Source document »
Methods: In a prospective cohort study, all trainees (n=194) who began training as a nurse or healthcare worker at the Vivantes Healthcare Training Institute in Berlin on 1 October 2008 or 1 April 2009 were IGRA-tested at three different times during the three years of training. Socio-demographic data and possible risk factors (e.g., TB contacts, time spent abroad, area of work) were recorded by means of a standardised questionnaire. The QuantiFERON Gold In-Tube (QFT) was used as an IGRA.
Results: At the beginning of the training the cohort comprised 194 trainees. 70% were female. Their average age was 23. The prevalence of positive QFT was 2.1% (4/194). In the first follow-up test, 2 out of 154 (1.3%) tested IGRA-positive, 151 (98%) had constantly negative results. One IGRA was constantly positive (0.6%) and there was one conversion and one reversion (0.6% respectively). In the second follow-up (n=142) there was again one conversion (0.7%), one reversion and the one constantly positive test result in all three QFT. This trainee had active TB in 2002. All other test results were constantly negative (n=139; 98%). No case of active tuberculosis was diagnosed over the three-year observation period. Contact with TB patients was reported by 42 (29.6%) trainees during the follow-up. The two trainees with a conversion in QFT had no known contact with TB patients. Discordant results in the three consecutive QFT were observed in three trainees (2.1%). Using a borderline zone from 0.2–0.7 IU/mL reduced the number of trainees with discordant results from three to one – a reversion.

Exercise » Write the next part of the abstract on IGRA testing of healthcare trainees in Berlin, starting after its last sentence.

Provided material »
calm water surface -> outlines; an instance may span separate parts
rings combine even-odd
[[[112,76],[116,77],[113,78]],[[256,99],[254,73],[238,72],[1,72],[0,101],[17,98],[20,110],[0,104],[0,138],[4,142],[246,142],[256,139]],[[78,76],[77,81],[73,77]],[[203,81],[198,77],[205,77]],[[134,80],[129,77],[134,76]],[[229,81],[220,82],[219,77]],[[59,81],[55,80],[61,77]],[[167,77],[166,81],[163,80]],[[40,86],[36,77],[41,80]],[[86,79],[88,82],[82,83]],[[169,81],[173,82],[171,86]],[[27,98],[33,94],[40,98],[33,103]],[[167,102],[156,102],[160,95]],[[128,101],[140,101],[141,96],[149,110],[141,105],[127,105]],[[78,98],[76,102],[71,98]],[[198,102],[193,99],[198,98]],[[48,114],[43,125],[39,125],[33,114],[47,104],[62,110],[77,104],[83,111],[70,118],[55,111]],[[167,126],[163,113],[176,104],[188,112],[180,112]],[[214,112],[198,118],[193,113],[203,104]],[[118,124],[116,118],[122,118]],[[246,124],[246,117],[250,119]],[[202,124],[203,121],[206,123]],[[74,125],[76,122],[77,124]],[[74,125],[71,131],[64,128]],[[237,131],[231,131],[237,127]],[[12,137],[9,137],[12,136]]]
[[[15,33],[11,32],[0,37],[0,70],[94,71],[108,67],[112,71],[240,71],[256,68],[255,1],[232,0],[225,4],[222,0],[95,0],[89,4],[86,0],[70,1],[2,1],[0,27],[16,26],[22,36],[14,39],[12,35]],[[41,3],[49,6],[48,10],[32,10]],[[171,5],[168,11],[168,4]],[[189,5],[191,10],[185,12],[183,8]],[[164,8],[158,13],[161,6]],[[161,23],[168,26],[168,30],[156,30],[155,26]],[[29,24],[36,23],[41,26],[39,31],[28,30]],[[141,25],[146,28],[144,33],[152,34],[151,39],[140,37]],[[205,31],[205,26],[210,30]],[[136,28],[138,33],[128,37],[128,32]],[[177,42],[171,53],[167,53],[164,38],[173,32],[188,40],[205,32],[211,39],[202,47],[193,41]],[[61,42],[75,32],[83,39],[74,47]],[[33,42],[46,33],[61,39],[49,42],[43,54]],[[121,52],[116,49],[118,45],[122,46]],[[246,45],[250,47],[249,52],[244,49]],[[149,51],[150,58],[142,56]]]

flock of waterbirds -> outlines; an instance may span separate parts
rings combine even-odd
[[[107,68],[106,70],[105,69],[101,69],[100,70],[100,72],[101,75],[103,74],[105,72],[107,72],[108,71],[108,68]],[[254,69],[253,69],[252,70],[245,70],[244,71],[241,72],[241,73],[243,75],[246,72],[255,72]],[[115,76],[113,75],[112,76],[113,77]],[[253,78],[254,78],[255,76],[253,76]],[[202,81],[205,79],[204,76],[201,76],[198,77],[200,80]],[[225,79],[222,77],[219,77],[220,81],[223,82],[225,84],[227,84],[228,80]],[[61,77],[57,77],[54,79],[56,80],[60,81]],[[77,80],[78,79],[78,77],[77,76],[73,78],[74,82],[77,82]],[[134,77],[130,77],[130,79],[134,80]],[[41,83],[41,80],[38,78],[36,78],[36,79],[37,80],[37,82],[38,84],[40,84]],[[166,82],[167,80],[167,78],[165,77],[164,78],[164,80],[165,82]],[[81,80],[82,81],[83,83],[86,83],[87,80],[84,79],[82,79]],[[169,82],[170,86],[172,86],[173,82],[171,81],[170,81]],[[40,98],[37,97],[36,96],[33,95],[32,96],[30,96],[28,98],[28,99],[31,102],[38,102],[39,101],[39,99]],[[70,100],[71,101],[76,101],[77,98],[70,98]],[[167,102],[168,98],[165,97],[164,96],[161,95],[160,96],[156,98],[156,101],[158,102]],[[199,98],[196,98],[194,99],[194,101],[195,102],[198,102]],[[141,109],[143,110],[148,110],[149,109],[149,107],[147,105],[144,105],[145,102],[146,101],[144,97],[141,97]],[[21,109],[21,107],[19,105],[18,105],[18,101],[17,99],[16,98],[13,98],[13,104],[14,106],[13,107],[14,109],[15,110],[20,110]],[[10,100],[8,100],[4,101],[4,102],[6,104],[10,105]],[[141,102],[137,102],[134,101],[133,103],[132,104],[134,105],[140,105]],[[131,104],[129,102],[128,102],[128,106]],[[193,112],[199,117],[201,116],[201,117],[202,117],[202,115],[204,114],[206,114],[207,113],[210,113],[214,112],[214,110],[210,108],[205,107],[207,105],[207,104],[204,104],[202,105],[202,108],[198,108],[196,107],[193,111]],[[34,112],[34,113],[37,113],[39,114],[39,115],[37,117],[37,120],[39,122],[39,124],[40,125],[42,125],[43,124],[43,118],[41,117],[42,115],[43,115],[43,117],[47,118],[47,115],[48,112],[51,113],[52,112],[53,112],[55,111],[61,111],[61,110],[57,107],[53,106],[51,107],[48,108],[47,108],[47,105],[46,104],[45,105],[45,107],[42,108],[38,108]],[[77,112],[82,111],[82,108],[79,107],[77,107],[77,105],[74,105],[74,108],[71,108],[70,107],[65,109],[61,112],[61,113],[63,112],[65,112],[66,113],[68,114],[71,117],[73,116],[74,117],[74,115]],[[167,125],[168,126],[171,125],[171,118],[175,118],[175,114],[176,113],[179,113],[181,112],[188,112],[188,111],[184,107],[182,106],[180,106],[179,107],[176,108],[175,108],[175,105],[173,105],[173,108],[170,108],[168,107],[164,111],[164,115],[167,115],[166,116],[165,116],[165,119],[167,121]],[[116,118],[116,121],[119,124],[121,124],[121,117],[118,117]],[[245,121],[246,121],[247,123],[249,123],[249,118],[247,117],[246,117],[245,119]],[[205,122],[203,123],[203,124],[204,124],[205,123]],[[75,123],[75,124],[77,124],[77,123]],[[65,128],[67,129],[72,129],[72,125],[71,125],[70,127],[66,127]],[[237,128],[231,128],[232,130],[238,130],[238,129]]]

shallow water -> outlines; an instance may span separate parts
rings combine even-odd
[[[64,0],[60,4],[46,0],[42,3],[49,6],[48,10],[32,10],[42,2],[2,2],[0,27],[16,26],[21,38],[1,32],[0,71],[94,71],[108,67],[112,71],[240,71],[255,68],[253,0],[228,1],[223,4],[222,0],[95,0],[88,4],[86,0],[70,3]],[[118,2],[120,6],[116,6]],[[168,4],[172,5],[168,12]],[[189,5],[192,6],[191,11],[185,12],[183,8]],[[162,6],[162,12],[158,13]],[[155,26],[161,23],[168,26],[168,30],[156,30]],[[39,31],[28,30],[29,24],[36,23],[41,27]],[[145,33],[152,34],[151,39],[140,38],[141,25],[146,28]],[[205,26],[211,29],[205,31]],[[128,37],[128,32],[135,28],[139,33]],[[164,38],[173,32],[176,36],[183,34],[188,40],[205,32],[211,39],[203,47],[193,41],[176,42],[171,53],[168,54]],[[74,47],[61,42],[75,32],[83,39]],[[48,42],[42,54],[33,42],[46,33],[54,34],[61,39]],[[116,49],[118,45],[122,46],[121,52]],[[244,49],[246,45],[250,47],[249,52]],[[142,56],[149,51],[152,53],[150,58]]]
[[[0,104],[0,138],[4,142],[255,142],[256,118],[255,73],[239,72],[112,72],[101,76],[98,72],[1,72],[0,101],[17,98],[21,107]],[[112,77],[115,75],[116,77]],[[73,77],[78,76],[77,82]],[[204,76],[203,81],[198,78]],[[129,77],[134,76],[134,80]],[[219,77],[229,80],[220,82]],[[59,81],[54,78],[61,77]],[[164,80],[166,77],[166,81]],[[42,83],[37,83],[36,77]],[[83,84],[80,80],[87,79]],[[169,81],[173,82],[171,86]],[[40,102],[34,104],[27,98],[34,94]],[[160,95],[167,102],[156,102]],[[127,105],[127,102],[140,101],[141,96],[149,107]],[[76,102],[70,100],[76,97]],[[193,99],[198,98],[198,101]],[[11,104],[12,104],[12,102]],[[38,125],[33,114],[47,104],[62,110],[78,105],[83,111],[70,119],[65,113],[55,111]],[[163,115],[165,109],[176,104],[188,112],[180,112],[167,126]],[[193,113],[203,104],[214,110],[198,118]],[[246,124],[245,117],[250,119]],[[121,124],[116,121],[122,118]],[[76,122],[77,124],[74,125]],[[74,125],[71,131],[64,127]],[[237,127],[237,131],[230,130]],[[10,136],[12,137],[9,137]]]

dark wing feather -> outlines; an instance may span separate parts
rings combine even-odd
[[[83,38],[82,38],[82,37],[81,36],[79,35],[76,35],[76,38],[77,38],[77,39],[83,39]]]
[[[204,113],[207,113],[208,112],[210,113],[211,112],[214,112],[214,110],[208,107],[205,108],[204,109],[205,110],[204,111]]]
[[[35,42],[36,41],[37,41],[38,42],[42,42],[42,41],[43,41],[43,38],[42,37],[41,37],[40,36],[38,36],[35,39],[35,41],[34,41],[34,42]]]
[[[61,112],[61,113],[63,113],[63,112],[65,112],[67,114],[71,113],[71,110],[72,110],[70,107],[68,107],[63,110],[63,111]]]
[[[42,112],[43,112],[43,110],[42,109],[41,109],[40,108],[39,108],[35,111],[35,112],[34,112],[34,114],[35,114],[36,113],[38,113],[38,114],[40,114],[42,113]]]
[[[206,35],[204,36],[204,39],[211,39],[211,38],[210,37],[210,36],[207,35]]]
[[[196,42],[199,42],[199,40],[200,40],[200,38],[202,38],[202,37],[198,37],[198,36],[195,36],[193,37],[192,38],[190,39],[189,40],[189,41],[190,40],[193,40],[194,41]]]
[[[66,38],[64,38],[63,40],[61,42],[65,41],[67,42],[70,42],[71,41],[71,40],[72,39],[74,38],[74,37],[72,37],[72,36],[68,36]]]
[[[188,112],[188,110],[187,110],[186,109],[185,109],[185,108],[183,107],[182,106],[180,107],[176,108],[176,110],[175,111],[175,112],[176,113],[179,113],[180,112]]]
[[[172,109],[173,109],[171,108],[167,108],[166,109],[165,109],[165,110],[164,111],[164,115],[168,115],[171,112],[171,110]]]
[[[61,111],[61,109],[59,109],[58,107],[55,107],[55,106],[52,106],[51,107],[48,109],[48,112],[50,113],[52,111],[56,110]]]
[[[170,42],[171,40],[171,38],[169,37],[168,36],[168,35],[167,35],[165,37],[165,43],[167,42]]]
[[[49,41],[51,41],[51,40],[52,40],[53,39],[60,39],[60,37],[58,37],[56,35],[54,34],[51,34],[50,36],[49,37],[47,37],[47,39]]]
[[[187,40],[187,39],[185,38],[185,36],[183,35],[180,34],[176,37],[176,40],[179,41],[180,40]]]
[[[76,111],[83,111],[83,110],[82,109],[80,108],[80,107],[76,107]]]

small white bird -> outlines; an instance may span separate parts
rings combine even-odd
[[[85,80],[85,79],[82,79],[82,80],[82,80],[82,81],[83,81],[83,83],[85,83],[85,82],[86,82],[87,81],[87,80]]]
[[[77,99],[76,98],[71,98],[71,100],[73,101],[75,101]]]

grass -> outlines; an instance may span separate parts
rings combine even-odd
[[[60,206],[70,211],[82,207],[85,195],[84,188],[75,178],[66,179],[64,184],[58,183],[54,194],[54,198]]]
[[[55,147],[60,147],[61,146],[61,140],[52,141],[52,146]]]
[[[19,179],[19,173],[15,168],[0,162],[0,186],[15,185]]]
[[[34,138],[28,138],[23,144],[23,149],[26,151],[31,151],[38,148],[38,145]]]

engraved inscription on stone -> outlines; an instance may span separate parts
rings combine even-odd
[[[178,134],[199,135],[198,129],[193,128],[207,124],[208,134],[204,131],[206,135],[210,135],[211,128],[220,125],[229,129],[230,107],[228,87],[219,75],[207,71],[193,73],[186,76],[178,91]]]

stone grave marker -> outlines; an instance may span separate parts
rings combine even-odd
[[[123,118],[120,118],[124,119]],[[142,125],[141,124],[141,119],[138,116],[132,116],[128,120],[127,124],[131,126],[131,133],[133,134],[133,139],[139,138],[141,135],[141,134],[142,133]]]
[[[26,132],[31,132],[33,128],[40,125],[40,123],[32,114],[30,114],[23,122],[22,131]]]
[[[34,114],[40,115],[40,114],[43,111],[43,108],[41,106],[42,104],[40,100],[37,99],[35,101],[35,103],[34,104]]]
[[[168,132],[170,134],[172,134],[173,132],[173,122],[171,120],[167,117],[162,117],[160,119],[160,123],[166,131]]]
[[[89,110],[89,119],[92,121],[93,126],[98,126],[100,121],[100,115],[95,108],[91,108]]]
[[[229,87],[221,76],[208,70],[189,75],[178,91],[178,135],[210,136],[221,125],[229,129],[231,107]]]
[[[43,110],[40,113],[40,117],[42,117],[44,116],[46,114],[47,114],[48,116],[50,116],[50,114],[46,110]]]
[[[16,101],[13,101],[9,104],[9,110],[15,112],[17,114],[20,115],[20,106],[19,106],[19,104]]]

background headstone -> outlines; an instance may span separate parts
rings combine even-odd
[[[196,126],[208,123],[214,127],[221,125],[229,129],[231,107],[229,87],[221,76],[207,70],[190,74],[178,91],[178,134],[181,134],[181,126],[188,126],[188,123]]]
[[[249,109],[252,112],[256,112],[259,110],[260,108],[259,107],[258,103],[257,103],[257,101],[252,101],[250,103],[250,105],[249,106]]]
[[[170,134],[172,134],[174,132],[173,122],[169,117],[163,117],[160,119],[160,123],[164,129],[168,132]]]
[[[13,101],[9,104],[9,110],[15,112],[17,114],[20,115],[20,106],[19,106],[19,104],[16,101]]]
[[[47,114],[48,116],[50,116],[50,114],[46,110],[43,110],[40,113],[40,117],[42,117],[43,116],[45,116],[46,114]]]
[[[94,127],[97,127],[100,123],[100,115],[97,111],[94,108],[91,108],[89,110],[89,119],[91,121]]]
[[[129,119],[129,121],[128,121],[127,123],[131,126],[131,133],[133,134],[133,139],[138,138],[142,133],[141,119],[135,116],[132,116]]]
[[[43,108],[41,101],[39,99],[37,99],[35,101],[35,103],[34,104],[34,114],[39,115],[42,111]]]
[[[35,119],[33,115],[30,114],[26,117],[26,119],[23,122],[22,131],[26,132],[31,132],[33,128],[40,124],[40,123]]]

Answer area »
Conclusion: The prevalence rate of latent TB infection is low in healthcare trainees without known risk factors for TB infection in their history. The infection risk seems to be low in this population even though contacts with TB patients during the training were reported. Introducing a borderline zone for the interpretation of reversions and conversions in this cohort appears to be safe and reduces the number of discordant results and helps to avoid unnecessary chest X-rays and preventive treatment.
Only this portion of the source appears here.